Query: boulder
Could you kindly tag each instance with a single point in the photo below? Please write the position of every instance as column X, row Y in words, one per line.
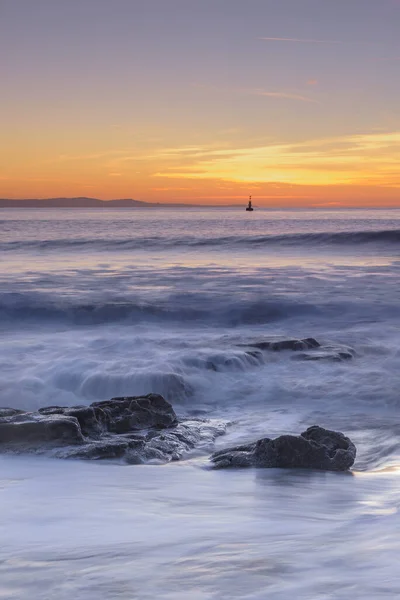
column 327, row 353
column 31, row 430
column 315, row 448
column 138, row 429
column 279, row 344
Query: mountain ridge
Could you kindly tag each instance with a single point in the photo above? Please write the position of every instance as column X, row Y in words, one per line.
column 84, row 202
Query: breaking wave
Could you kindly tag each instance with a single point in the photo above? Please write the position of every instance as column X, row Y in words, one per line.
column 349, row 238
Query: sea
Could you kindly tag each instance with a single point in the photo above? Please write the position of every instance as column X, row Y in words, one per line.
column 111, row 302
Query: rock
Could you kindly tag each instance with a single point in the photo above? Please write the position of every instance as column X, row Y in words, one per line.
column 316, row 448
column 10, row 412
column 32, row 430
column 131, row 413
column 330, row 353
column 279, row 344
column 138, row 429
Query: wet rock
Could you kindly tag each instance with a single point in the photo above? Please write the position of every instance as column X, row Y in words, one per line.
column 329, row 353
column 279, row 344
column 315, row 448
column 138, row 429
column 32, row 430
column 10, row 412
column 131, row 413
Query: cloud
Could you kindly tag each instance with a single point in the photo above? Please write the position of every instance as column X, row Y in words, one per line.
column 363, row 159
column 286, row 95
column 300, row 41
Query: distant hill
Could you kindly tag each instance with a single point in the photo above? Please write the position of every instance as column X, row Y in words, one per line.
column 82, row 202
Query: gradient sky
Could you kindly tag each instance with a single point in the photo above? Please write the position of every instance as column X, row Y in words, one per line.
column 294, row 101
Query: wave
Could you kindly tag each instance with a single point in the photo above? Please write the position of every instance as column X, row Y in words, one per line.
column 350, row 238
column 36, row 308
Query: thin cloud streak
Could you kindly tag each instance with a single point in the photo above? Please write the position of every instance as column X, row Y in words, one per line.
column 287, row 96
column 301, row 41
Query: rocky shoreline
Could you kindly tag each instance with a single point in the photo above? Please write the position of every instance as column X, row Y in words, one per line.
column 146, row 429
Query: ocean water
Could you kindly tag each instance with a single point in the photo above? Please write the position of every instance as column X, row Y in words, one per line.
column 103, row 303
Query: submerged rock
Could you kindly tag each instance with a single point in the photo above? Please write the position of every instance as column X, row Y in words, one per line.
column 305, row 349
column 330, row 353
column 139, row 429
column 315, row 448
column 279, row 344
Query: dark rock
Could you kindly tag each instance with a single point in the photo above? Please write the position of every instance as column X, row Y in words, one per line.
column 130, row 413
column 10, row 412
column 139, row 429
column 277, row 345
column 329, row 353
column 316, row 448
column 32, row 430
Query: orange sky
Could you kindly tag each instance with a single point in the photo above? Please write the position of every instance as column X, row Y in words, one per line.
column 134, row 103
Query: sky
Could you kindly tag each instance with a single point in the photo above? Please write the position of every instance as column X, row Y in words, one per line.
column 293, row 101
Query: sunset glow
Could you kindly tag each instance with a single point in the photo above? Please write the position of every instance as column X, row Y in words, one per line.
column 130, row 100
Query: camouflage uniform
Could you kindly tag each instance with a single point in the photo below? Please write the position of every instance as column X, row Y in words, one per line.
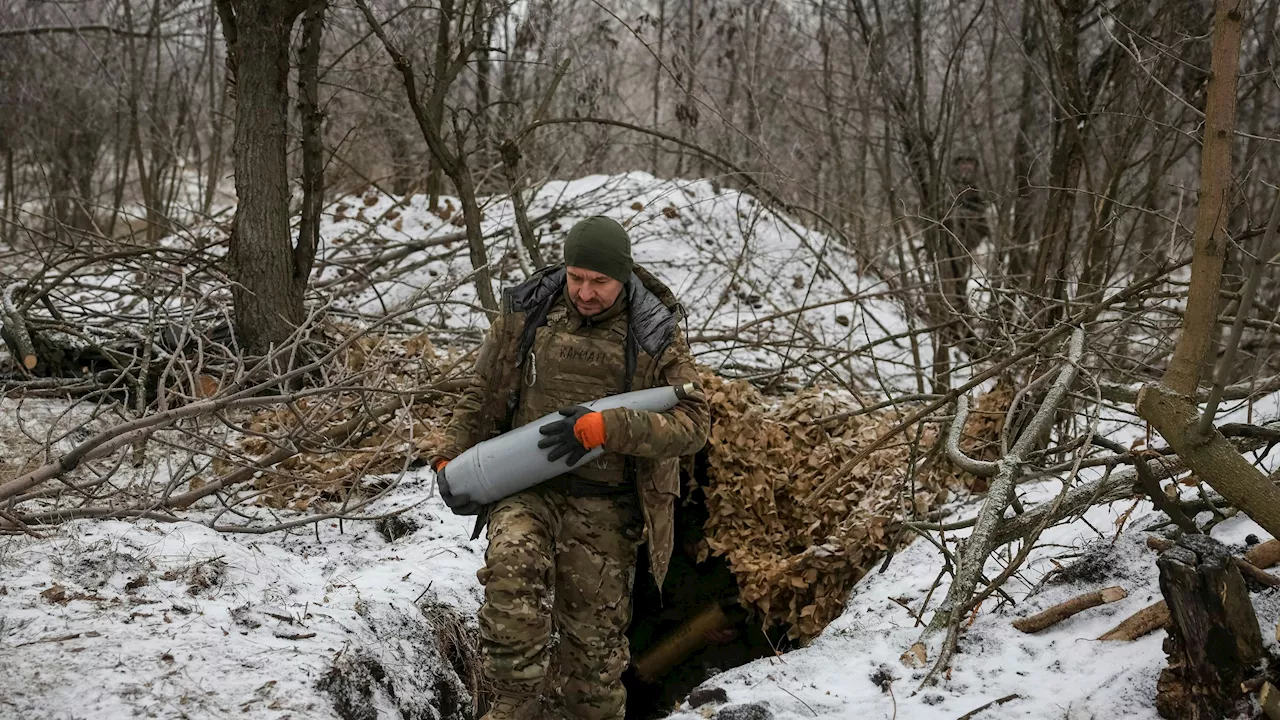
column 575, row 537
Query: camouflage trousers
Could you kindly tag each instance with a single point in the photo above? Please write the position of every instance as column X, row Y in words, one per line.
column 563, row 561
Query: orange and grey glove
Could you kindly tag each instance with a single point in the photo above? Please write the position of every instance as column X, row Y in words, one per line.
column 580, row 432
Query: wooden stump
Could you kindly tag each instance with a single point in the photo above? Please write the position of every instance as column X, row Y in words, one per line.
column 1214, row 639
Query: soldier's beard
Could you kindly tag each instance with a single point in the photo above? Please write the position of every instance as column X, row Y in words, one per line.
column 588, row 309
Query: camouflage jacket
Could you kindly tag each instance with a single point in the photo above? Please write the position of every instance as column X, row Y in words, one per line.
column 656, row 354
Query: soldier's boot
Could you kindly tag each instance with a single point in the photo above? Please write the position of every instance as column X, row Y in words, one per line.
column 512, row 707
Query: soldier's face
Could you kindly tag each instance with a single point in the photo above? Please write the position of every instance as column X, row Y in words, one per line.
column 592, row 292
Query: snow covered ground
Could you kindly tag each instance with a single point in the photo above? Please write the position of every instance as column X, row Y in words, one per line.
column 119, row 619
column 113, row 619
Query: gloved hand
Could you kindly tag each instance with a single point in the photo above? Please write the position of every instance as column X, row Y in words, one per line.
column 458, row 504
column 572, row 434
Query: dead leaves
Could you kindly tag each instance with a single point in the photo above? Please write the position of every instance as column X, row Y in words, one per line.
column 795, row 557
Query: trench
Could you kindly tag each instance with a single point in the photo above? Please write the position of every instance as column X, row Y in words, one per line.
column 690, row 589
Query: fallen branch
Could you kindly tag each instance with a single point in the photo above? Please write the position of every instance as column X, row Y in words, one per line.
column 1262, row 577
column 1146, row 620
column 1064, row 610
column 982, row 541
column 1211, row 456
column 977, row 711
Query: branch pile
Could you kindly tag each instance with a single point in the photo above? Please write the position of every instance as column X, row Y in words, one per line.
column 796, row 560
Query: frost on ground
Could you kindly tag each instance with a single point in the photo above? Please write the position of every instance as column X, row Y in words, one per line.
column 114, row 619
column 854, row 669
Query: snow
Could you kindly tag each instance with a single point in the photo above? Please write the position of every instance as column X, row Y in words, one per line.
column 208, row 634
column 1061, row 671
column 732, row 263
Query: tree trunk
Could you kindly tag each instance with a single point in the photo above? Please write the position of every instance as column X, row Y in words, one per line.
column 312, row 146
column 1214, row 638
column 268, row 304
column 435, row 105
column 1197, row 337
column 1211, row 456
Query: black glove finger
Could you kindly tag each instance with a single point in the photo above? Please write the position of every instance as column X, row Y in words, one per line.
column 455, row 501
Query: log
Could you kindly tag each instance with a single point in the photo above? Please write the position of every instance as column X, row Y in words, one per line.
column 16, row 332
column 1270, row 701
column 1211, row 456
column 1064, row 610
column 682, row 642
column 1247, row 568
column 1214, row 638
column 1146, row 620
column 1264, row 555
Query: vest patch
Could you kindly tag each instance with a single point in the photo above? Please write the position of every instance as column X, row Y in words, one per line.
column 588, row 355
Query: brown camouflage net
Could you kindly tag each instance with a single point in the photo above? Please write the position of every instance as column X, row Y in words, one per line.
column 796, row 561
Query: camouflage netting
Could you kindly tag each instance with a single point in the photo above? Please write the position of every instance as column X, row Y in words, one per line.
column 796, row 556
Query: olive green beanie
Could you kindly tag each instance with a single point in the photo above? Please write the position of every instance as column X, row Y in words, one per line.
column 599, row 244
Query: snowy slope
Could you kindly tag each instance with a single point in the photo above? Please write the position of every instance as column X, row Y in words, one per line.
column 854, row 669
column 113, row 619
column 740, row 270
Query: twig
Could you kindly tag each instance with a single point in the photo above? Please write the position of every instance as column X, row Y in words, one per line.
column 976, row 711
column 1151, row 618
column 1064, row 610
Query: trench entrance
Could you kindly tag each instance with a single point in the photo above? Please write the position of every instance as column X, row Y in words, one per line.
column 694, row 628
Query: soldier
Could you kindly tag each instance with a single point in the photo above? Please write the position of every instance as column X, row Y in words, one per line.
column 562, row 555
column 965, row 228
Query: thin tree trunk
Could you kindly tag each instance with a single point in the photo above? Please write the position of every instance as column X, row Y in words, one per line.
column 268, row 304
column 435, row 106
column 1196, row 341
column 312, row 146
column 657, row 82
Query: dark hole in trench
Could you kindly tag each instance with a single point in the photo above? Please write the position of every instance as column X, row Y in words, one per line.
column 690, row 588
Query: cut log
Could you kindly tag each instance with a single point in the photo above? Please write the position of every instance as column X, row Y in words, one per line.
column 1146, row 620
column 1270, row 701
column 1247, row 568
column 16, row 333
column 1064, row 610
column 1214, row 638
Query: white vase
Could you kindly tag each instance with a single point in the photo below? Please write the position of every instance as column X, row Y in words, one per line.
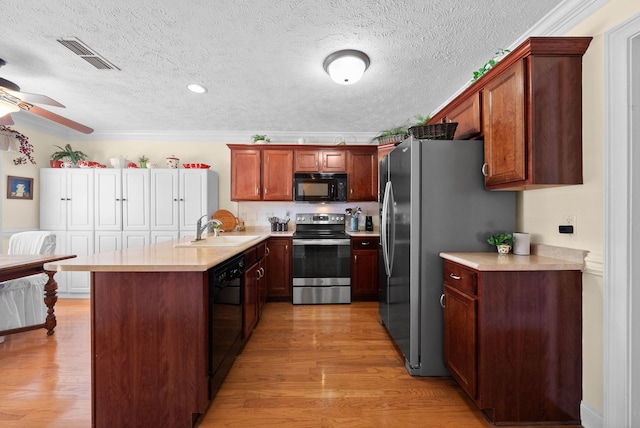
column 504, row 249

====================

## The problem
What you give back should be exactly the lines of the data above from the line with "Query: camouflage jacket" through the line with "Query: snow covered ground", both of those included, and nothing more.

## Reply
Query: camouflage jacket
Could you kindly tag each instance with a single point in the photo above? Please write the position of every instance as column X, row Y in words, one per line.
column 656, row 354
Query: soldier's boot
Could you kindly tag each instance with a single point in the photo above? Please write the position of every instance as column X, row Y in words, one per line.
column 512, row 707
Query: soldier's face
Could you kindly tag each instance with a single point in the photo above? Please write the position of every instance as column X, row Y in words, one per line.
column 592, row 292
Query: snow covered ground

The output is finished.